(Set problem):
Reproduce every line of the records below word for word.

━━━━━━━━━━

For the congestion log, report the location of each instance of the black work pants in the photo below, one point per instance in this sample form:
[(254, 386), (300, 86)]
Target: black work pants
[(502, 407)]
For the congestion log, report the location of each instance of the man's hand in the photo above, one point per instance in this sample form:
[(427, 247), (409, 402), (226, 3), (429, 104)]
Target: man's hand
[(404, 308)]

━━━━━━━━━━

(Written solution):
For the congestion log, report the location of each instance of the black work pants in the photo below, one point per instance in this sample form:
[(254, 386), (300, 86)]
Target: black work pants
[(502, 407)]
For the congestion log, report the location of each instance of the man's hand in the photo above, one point per instance in this sample form:
[(427, 247), (409, 402), (226, 3), (429, 104)]
Target: man's hand
[(404, 308)]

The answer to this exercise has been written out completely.